[Items listed in a dataset]
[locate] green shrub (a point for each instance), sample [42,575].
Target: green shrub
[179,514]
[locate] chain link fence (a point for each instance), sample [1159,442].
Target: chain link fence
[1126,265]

*REQUIRED WORK:*
Some lines of the records may contain the string "locate". State how many do, as a number alone.

*EXPECTED ANSWER:*
2